QUOTED TEXT →
+ + +
The storm continued to intensify and soon became a Category 3 on the Australian scale. Just about 12 hours later on December 14, Yasa rapidly intensified to Category 4 status on the Australian scale as a defined eye began to clear on infrared satellite imagery. The storm continued rapidly intensifying and strengthened to a Category 5 tropical cyclone on the Australian scale, the highest rating possible, while completing its loop, with a central pressure of 929 mbar and wind speeds of 110 knots (125 mph). This was the earliest date a Category 5 South Pacific tropical cyclone formed on record and only the second Category 5 South Pacific tropical cyclone recorded in December. Yasa continued its rapid intensification trend and further intensified to the equivalent of a high-end Category 4 tropical cyclone on the Saffir–Simpson scale (SSHWS), developing a well-defined and obvious eye, while continuing to become more symmetrical. By 00:00 UTC on December 16, Yasa had intensified into a Category 5-equivalent tropical cyclone on the SSHWS, with 1-minute sustained winds of 260 km/h. At 18:00 UTC, Yasa's maximum 10-minute sustained winds increased to 230 km/h, with a minimum atmospheric pressure of 917 hPa (27.08 inHg), making the system one of the most intense tropical cyclones ever recorded in the Southern Hemisphere. After making landfall on Vanua Levu, Yasa moved into an area of unfavorable conditions, causing the storm to rapidly weaken, with Yasa weakening into a Category 3 severe tropical cyclone later that day. Yasa continued its weakening trend as it turned southward, dropping to Category 1 tropical cyclone status in late December 18. Late on December 19, Yasa transitioned into an extratropical storm, and the FMS issued their final advisory on the storm. Afterward, Yasa's extratropical remnant moved southward and then eastward, before dissipating on December 24, to the northeast of New Zealand.
+ + +
PROVIDED MATERIAL →
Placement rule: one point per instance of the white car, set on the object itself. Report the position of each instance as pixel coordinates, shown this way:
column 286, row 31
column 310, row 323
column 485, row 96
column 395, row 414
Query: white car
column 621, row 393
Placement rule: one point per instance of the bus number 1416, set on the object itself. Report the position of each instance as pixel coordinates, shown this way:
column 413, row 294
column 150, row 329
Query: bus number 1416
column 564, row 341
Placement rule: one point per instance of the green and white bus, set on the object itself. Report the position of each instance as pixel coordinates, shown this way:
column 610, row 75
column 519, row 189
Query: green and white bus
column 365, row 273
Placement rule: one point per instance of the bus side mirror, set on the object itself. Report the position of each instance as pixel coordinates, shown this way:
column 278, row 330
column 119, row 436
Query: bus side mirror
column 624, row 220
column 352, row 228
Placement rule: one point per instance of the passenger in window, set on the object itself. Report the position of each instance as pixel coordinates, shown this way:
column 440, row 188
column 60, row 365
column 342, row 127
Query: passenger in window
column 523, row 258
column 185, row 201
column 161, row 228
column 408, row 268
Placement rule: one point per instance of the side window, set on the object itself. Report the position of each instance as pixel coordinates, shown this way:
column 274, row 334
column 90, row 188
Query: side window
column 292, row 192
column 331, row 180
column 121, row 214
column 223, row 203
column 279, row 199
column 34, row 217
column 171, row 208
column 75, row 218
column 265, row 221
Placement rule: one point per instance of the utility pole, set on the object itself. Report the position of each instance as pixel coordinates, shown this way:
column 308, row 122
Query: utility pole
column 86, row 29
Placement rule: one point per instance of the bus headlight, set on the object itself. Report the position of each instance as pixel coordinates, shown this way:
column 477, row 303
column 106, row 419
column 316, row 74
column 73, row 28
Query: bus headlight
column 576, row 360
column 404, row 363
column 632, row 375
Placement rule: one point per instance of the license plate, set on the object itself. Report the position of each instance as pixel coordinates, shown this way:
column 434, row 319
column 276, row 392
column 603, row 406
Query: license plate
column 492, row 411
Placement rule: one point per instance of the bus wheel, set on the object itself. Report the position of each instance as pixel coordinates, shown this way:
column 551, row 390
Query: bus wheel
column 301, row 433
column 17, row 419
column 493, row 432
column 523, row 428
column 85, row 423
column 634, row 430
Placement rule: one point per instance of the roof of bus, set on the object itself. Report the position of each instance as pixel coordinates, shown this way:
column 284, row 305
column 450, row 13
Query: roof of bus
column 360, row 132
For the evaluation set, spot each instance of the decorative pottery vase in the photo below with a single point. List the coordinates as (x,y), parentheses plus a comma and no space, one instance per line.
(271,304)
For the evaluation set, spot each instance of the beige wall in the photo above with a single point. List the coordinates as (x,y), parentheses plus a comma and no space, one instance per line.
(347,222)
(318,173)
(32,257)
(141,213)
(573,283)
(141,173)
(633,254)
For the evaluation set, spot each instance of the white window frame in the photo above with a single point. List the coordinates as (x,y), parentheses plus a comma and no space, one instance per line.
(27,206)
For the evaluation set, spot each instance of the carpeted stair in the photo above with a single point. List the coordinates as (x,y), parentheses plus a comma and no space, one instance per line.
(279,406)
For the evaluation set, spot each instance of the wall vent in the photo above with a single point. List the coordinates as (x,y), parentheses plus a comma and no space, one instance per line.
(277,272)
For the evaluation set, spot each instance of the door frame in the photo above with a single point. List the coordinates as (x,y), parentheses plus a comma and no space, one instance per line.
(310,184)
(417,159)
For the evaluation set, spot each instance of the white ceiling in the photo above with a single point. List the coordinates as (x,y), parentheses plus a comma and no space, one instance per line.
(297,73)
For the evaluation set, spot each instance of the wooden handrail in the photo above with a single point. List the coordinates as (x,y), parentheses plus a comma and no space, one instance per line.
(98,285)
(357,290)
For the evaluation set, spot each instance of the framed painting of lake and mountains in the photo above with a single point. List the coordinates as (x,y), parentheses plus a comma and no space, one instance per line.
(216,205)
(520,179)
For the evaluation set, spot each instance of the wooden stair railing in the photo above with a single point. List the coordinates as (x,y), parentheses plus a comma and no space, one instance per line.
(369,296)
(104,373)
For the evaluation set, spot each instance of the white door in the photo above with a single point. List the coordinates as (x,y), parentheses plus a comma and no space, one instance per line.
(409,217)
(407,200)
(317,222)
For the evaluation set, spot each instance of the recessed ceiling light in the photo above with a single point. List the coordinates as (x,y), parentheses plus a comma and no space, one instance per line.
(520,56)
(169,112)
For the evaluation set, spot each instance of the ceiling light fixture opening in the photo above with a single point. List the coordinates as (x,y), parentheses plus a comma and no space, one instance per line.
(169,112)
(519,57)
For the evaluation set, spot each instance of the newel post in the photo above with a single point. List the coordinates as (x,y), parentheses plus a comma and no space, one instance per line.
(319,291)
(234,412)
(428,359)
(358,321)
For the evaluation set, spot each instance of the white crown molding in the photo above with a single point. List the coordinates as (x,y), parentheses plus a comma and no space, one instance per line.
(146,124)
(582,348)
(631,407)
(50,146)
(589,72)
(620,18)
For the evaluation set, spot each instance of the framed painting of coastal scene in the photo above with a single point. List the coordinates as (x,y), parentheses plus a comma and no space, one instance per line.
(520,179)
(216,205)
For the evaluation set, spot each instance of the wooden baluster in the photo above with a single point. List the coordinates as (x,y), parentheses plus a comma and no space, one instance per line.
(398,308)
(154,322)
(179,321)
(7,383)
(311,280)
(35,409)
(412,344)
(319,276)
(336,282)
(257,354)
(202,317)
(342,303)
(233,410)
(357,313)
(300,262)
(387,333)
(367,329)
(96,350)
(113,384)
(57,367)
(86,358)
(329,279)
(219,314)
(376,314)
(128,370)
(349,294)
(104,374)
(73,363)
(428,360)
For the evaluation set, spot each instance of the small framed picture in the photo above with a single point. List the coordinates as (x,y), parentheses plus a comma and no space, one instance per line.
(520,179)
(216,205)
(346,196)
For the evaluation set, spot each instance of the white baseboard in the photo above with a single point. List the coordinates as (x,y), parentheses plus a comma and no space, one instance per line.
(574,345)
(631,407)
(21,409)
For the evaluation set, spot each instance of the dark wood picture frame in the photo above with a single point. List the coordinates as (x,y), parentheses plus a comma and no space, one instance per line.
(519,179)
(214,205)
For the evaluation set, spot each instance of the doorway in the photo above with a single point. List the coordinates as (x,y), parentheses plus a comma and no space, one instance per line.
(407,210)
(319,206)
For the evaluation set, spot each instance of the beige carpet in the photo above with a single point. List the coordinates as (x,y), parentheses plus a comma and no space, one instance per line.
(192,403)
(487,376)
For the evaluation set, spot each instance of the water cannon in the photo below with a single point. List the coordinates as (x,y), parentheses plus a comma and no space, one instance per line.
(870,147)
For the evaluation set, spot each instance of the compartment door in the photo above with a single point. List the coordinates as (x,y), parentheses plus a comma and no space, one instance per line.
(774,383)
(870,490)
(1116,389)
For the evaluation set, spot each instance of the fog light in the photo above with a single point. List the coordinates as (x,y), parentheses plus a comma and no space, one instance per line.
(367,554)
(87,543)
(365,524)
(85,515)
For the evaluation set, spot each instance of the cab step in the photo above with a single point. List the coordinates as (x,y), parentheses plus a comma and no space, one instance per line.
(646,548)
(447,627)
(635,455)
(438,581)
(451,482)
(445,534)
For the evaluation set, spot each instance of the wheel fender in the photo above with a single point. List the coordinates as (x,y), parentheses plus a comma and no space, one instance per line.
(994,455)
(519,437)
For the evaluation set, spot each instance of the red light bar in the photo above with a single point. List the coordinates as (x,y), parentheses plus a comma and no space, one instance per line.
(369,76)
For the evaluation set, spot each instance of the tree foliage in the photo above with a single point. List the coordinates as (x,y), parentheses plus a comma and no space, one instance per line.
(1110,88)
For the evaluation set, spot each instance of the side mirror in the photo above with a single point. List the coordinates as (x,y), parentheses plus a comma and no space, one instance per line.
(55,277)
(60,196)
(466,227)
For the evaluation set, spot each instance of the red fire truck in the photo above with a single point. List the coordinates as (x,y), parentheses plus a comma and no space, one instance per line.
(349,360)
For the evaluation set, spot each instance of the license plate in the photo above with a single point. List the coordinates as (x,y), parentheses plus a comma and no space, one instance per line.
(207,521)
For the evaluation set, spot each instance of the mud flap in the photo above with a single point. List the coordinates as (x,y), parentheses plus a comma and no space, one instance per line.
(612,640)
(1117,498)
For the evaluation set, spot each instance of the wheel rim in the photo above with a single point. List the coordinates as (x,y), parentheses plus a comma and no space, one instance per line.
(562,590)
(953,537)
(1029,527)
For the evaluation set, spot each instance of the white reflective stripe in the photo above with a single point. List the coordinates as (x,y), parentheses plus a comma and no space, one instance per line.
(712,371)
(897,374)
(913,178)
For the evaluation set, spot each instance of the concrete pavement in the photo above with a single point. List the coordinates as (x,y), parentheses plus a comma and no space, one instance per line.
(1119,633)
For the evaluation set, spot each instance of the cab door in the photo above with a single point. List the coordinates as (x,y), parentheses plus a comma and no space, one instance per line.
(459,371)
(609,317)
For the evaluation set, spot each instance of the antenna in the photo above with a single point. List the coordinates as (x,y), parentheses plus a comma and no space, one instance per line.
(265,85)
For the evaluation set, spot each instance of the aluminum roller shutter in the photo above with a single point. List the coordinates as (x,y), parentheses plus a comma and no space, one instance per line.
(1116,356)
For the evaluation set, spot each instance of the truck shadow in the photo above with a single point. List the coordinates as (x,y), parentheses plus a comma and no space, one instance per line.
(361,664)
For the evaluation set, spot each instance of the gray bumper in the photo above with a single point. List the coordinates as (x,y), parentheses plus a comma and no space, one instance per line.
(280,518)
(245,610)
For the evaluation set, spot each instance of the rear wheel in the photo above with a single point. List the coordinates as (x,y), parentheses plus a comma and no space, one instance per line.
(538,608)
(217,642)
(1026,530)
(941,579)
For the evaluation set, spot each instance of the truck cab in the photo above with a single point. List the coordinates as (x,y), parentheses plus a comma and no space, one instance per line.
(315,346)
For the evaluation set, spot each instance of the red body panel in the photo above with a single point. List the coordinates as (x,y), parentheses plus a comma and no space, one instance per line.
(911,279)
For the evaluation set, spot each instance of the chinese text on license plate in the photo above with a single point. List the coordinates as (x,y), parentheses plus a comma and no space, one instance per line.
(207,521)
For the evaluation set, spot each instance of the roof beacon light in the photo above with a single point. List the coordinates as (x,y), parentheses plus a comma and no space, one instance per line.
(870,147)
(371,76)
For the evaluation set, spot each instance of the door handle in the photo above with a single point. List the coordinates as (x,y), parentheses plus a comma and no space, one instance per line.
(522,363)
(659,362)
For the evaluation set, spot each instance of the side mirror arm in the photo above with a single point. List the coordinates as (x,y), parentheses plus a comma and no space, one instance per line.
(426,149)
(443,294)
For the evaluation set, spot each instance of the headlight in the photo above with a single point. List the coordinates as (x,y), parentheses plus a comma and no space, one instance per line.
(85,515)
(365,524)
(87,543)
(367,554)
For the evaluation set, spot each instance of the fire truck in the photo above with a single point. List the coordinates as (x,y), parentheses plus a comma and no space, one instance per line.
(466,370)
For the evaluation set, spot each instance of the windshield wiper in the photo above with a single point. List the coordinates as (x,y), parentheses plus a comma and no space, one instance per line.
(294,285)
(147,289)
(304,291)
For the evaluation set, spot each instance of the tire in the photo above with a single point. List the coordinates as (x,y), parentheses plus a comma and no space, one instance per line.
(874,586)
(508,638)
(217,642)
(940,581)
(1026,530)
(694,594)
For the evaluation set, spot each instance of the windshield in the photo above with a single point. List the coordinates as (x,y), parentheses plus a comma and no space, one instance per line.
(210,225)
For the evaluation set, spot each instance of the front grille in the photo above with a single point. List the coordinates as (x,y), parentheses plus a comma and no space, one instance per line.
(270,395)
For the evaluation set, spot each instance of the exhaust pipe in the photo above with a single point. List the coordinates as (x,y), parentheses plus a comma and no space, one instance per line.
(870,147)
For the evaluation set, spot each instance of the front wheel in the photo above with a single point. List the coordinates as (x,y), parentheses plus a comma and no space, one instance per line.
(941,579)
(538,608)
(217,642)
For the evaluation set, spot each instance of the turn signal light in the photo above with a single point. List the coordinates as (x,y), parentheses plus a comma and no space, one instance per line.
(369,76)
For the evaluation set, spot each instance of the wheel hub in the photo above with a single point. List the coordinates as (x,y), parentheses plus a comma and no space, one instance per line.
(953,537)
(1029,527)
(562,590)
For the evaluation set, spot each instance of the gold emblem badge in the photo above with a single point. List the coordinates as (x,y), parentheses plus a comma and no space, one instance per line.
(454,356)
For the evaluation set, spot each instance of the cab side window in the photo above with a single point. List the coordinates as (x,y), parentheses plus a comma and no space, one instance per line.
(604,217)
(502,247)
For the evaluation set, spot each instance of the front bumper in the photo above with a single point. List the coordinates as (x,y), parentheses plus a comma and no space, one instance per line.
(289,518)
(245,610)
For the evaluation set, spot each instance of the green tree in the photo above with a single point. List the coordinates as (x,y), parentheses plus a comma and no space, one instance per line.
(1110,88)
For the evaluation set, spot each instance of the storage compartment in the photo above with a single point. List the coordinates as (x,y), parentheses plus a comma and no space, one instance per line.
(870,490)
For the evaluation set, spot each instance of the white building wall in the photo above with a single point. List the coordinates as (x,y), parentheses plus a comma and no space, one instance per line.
+ + +
TASKS FOR THIS EXERCISE →
1. In the account of Cyclone Yasa, on what date and where did the storm's extratropical remnant dissipate?
2. Write the next part of the Cyclone Yasa account, picking up after its final sentence.

ANSWERS TO THE EXERCISE →
1. It dissipated on December 24, to the northeast of New Zealand.

2.
===Tropical Cyclone Zazu===

During December 11, the FMS reported that Tropical Disturbance 03F had developed about 480 km to the northeast of the island nation of Niue. Deep convection near the system was initially only fragmented; however, environmental conditions were assessed as being conducive for development, with low vertical wind shear, good upper-level outflow and sea surface temperatures near 29 C. The system's organisation improved steadily over the next few days, and at 12:00 UTC on December 13, the Joint Typhoon Warning Center (JTWC) upgraded the depression to a tropical storm on the Saffir-Simpson hurricane wind scale. Zazu continued to strengthen even as it began extratropical transition, reaching Category 2 status on the Australian scale on December 15, despite struggling with the effects of westerly wind shear. During December 16, the system moved into MetService's area of responsibility, before they reclassified it as an extratropical low later that day. Zazu's extratropical remnant continued southward for another day, before turning eastward on December 18, and dissipating a day later.

Yellow cyclone alerts (the third-highest level) were issued for the island of Niue on December 15, while residents were taken to higher grounds by officials. Zazu brought heavy surf which severely damaged the wharf on Niue which was recently rebuilt while bringing rainy conditions to the island that same day. Zazu also brought wind gusts up to 120 km/h to the island nation of Tonga, but no significant damage was reported.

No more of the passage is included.